Reproduce each line of the entries that carries "statue".

[Dataset records — start]

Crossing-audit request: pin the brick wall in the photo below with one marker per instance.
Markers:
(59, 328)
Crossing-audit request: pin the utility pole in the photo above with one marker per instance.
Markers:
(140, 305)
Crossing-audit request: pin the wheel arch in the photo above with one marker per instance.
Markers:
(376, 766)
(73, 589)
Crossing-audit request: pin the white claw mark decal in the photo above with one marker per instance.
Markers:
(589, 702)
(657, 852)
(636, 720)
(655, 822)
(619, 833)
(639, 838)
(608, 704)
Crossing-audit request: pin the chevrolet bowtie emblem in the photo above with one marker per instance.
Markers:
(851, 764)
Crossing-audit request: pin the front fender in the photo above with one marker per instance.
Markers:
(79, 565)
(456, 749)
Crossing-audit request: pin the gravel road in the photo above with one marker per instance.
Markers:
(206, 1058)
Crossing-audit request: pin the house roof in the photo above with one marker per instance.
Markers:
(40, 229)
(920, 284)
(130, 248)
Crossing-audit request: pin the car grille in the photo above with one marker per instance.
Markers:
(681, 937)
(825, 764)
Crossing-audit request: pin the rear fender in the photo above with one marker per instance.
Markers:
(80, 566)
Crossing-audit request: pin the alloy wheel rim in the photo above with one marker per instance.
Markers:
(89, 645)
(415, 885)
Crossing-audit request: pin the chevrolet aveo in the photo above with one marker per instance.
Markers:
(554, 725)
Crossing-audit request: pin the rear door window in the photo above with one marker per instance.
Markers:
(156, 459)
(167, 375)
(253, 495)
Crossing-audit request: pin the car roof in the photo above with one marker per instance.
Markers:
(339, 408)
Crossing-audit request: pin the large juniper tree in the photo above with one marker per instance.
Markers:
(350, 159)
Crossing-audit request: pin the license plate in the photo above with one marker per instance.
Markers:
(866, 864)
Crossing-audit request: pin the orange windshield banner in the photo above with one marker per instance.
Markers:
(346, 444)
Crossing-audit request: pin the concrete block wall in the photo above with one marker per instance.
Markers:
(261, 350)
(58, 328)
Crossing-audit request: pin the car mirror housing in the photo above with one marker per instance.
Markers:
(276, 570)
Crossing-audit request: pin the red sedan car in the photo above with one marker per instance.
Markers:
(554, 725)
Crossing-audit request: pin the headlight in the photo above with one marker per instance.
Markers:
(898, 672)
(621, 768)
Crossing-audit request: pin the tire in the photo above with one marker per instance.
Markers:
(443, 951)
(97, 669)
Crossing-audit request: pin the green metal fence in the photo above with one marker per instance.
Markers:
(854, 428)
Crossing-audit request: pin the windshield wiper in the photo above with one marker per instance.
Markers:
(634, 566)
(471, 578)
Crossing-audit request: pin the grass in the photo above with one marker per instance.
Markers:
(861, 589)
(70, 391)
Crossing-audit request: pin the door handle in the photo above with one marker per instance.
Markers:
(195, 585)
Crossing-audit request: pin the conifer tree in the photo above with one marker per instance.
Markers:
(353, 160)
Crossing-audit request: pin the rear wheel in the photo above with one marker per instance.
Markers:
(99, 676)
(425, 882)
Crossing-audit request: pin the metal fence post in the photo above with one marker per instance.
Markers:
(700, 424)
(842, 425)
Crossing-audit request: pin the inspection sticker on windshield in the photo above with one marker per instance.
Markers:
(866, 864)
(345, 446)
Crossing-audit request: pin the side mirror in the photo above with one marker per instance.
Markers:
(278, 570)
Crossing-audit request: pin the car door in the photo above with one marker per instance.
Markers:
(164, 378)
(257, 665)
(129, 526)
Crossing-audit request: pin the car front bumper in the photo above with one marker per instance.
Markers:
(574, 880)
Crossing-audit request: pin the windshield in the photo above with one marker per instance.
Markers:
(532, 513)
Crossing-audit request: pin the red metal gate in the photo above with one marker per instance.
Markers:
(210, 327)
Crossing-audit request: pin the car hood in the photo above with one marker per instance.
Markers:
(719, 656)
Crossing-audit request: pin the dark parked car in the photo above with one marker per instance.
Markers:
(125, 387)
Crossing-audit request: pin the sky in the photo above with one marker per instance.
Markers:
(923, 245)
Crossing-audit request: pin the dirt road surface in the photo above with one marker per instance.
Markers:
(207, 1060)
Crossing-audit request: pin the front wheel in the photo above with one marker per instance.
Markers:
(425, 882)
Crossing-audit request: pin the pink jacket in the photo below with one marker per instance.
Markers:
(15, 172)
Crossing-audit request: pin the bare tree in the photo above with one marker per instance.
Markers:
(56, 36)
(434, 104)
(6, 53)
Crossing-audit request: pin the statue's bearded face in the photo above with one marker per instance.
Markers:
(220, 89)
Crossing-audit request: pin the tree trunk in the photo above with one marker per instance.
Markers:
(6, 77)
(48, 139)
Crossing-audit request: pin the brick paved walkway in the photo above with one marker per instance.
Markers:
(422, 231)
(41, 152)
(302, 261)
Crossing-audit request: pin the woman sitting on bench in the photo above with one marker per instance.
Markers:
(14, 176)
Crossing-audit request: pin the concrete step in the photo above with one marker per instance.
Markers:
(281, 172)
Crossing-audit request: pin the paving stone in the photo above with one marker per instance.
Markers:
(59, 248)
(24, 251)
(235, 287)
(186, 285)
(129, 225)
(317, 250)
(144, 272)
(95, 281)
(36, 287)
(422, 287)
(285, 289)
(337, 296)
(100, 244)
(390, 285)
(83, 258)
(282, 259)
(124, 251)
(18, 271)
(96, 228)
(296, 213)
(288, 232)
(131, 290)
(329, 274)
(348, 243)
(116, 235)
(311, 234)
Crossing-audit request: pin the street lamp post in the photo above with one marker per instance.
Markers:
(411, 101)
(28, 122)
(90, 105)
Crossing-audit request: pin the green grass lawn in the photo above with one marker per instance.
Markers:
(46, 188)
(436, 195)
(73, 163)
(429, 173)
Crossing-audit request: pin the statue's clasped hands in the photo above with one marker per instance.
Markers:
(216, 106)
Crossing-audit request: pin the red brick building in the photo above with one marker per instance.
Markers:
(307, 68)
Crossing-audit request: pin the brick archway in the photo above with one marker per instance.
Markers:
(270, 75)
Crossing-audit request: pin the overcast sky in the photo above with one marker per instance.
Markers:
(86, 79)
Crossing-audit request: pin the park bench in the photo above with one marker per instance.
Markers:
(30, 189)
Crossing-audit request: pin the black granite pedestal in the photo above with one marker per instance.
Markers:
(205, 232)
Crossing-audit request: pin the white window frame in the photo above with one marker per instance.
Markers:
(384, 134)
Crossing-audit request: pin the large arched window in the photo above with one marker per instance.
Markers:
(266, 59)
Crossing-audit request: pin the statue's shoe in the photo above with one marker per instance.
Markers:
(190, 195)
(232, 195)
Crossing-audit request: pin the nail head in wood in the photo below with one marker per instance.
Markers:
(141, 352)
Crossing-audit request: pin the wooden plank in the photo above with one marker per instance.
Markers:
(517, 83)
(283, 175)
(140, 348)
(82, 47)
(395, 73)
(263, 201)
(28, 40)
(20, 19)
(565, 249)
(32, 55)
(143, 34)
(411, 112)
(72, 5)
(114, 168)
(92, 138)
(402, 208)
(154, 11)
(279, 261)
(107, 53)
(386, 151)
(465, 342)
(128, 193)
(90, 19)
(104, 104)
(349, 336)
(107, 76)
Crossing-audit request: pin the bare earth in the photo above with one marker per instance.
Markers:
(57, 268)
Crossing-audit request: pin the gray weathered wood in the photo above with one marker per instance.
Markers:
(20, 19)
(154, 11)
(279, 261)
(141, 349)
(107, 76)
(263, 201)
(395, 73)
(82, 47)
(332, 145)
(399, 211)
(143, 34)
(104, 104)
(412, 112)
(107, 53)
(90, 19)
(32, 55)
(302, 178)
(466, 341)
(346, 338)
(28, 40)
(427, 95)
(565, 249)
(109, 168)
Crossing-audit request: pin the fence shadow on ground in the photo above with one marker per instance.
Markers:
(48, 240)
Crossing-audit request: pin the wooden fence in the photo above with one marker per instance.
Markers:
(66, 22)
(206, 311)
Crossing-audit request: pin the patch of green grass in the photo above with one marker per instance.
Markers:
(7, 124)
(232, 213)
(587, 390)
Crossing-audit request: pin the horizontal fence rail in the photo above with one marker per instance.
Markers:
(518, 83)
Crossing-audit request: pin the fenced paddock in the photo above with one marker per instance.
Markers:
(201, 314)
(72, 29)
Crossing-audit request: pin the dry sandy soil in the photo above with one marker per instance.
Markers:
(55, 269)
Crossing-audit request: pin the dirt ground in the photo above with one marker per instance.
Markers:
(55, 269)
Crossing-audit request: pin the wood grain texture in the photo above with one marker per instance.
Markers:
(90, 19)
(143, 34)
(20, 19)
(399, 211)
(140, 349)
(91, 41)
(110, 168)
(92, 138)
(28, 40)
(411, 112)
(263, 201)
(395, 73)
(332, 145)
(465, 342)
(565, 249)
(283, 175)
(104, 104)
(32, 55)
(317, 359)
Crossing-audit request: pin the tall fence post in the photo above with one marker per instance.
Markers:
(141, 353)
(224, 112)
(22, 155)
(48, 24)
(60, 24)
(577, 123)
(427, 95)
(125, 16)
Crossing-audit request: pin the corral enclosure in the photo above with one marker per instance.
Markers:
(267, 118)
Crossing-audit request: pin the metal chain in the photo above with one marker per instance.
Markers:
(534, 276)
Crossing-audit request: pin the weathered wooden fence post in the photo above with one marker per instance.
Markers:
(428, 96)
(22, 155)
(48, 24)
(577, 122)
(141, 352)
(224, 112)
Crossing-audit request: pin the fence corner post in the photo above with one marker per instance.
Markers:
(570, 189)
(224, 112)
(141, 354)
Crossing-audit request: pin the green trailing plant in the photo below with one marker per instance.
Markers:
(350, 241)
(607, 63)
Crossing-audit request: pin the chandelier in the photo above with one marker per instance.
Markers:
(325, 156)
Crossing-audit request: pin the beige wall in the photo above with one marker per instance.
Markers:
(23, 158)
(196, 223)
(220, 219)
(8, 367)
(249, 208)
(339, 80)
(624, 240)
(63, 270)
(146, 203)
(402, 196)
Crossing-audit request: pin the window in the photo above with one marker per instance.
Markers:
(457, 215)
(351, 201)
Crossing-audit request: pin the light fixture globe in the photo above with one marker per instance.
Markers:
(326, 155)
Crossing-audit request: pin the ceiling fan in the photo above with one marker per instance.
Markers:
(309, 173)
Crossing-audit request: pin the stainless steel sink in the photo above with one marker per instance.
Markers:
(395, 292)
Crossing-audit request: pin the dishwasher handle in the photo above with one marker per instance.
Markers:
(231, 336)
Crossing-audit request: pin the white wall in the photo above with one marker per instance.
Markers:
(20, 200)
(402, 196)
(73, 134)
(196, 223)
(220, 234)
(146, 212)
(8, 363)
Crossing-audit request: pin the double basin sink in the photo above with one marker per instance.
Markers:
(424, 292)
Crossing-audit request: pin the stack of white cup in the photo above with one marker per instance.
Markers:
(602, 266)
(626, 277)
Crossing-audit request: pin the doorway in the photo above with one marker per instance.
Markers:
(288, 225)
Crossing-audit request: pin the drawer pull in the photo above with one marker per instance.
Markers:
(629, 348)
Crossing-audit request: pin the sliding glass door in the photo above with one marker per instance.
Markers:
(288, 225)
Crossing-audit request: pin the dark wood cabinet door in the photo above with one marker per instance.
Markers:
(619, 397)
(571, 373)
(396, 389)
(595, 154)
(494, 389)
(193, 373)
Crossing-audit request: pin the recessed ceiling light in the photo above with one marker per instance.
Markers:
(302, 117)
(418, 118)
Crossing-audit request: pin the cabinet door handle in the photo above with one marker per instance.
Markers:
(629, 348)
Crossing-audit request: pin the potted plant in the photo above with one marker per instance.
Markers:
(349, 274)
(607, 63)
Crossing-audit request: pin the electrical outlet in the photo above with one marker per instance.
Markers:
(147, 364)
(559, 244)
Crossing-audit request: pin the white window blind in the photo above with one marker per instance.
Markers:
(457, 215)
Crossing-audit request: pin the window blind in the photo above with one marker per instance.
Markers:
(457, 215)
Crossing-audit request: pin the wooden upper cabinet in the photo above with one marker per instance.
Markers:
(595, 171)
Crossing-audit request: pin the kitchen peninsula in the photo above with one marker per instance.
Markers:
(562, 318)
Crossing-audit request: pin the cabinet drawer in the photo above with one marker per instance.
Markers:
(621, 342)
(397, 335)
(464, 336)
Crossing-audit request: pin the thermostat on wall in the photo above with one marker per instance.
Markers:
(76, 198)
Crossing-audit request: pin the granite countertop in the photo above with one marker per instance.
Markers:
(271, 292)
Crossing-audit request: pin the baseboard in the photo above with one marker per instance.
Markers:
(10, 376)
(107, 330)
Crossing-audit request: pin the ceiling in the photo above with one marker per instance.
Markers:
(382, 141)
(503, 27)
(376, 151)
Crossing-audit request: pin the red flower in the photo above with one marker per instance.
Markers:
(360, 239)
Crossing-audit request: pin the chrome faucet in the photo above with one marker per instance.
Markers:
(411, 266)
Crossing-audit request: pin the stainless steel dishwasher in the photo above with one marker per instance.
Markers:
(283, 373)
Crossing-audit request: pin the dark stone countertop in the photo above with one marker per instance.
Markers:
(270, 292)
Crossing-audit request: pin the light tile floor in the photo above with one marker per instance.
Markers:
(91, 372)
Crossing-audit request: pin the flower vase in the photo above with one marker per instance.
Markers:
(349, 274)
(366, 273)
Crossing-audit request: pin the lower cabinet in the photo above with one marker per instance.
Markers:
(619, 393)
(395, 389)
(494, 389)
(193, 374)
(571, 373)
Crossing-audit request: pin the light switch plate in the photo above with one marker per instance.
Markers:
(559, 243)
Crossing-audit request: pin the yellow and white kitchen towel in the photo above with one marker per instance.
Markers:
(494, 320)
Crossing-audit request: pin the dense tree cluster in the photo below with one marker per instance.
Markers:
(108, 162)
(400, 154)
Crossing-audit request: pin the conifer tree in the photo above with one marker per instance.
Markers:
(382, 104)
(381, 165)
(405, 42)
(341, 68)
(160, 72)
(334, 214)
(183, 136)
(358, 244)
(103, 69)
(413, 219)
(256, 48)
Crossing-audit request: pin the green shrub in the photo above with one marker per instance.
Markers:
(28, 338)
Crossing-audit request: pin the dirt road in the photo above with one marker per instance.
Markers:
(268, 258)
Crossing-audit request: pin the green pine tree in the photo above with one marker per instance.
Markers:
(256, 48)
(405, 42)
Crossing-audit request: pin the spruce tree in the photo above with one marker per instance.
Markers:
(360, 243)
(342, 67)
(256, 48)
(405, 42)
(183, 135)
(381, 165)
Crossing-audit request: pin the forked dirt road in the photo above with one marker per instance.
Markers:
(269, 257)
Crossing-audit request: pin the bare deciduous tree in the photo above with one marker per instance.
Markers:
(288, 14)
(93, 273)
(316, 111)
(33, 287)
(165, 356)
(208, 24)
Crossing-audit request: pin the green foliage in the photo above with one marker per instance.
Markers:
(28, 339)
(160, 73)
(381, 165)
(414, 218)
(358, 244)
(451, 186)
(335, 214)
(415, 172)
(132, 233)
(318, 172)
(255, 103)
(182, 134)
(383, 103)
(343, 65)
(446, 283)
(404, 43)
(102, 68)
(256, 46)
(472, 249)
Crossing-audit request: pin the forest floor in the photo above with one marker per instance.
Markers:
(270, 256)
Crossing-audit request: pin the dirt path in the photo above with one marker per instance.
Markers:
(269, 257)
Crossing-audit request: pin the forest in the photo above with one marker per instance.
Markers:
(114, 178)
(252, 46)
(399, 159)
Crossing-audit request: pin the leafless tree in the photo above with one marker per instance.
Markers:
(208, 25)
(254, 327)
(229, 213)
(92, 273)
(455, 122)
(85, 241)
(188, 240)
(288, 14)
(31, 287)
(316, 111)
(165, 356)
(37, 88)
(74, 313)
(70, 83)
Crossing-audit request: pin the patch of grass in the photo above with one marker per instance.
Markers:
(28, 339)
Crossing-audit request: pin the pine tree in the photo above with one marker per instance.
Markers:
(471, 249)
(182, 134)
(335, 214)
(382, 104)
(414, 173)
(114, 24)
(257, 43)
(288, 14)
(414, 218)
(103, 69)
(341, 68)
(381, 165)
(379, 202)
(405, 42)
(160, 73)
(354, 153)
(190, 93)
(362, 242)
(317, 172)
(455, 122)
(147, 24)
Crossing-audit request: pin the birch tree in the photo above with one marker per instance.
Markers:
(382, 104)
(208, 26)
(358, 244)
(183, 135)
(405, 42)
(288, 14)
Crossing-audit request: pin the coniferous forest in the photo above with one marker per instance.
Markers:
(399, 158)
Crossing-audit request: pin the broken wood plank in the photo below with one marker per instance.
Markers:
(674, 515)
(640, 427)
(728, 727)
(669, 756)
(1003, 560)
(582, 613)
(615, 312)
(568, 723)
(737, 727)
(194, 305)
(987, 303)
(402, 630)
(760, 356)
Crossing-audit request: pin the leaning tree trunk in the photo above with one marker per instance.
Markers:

[Dataset records — finish]

**The answer:**
Crossing-audit request: pin the statue's bearded face in the photo above with one marker per instance.
Crossing-audit request: pin the statue's clasped hands in the photo above with one marker per instance.
Crossing-audit request: pin the statue's shoe in the photo above with one marker per instance.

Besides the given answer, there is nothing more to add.